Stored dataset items
== == ==

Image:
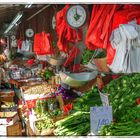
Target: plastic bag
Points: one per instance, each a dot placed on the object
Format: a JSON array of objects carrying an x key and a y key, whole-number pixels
[{"x": 42, "y": 44}]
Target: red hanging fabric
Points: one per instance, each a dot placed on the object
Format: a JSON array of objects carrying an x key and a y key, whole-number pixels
[
  {"x": 98, "y": 31},
  {"x": 43, "y": 44},
  {"x": 19, "y": 42},
  {"x": 106, "y": 18}
]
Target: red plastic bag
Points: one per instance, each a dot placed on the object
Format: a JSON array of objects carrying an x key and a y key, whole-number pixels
[
  {"x": 72, "y": 55},
  {"x": 19, "y": 42},
  {"x": 43, "y": 44}
]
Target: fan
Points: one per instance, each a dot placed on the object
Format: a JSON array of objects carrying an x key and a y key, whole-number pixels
[{"x": 29, "y": 32}]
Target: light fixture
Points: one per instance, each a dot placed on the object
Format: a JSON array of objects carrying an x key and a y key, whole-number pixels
[
  {"x": 28, "y": 5},
  {"x": 15, "y": 20}
]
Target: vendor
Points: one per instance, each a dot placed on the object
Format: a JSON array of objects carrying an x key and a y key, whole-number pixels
[{"x": 4, "y": 58}]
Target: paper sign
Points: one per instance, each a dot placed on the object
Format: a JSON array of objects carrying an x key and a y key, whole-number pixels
[
  {"x": 100, "y": 116},
  {"x": 104, "y": 99}
]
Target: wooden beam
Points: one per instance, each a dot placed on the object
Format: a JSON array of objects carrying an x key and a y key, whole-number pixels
[{"x": 38, "y": 12}]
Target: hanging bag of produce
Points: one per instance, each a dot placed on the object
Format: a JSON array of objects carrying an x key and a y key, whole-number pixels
[
  {"x": 72, "y": 55},
  {"x": 25, "y": 46},
  {"x": 42, "y": 44}
]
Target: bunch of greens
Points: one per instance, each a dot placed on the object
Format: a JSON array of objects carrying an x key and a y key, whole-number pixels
[{"x": 77, "y": 124}]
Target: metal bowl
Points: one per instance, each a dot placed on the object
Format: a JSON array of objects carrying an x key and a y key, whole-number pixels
[
  {"x": 77, "y": 79},
  {"x": 55, "y": 61}
]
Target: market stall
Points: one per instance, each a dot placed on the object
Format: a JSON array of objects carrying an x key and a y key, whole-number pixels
[{"x": 76, "y": 73}]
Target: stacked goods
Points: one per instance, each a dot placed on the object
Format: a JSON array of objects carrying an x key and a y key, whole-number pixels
[
  {"x": 77, "y": 124},
  {"x": 124, "y": 95},
  {"x": 129, "y": 128},
  {"x": 49, "y": 107},
  {"x": 8, "y": 106}
]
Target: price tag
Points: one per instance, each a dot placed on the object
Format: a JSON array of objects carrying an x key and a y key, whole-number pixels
[
  {"x": 100, "y": 116},
  {"x": 104, "y": 98}
]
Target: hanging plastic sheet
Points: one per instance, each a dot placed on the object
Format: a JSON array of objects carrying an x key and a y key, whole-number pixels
[{"x": 126, "y": 41}]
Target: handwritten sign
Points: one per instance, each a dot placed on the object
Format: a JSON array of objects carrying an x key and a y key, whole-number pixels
[
  {"x": 100, "y": 116},
  {"x": 104, "y": 99}
]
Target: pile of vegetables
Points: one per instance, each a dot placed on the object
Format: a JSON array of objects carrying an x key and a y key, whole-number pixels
[
  {"x": 46, "y": 123},
  {"x": 124, "y": 94},
  {"x": 49, "y": 107},
  {"x": 121, "y": 129},
  {"x": 77, "y": 124},
  {"x": 89, "y": 99},
  {"x": 45, "y": 73}
]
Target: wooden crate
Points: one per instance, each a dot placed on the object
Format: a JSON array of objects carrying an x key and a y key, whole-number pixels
[{"x": 15, "y": 130}]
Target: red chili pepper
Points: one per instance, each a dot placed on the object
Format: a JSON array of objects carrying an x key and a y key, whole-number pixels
[
  {"x": 69, "y": 106},
  {"x": 65, "y": 109},
  {"x": 138, "y": 101}
]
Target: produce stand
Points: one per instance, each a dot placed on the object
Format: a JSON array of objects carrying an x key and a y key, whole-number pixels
[{"x": 80, "y": 78}]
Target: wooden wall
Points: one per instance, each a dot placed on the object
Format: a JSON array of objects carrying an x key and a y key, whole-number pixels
[{"x": 39, "y": 23}]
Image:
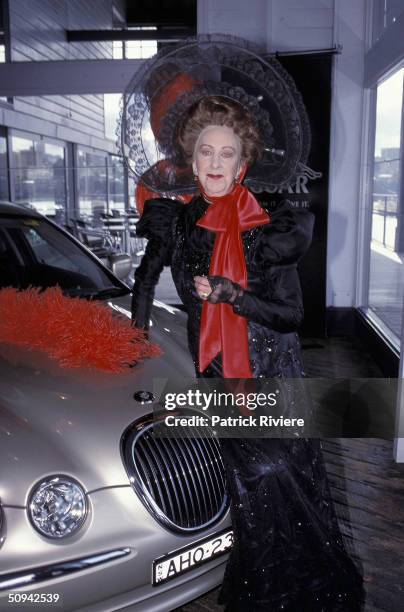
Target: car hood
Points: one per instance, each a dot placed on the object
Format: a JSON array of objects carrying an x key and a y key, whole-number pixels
[{"x": 59, "y": 421}]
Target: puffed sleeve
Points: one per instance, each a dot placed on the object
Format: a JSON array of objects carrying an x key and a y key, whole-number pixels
[
  {"x": 155, "y": 224},
  {"x": 274, "y": 297}
]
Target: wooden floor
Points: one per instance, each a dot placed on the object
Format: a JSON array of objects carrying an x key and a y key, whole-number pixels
[{"x": 367, "y": 488}]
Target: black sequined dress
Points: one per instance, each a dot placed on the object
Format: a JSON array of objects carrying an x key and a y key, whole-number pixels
[{"x": 288, "y": 551}]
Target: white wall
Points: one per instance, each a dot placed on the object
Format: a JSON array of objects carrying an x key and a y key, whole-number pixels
[
  {"x": 288, "y": 25},
  {"x": 37, "y": 32}
]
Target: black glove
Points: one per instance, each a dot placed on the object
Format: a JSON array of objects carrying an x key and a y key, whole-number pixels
[{"x": 223, "y": 290}]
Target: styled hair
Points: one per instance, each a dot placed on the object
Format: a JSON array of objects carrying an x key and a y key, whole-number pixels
[{"x": 223, "y": 111}]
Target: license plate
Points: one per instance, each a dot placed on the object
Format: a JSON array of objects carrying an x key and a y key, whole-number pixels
[{"x": 187, "y": 558}]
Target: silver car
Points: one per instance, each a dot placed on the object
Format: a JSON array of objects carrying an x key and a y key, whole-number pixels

== == ==

▶ **REQUIRED ACTION**
When a line in the data holds the word "produce", show that line.

▶ **TASK SOLUTION**
Target: hanging bag of produce
Target: produce stand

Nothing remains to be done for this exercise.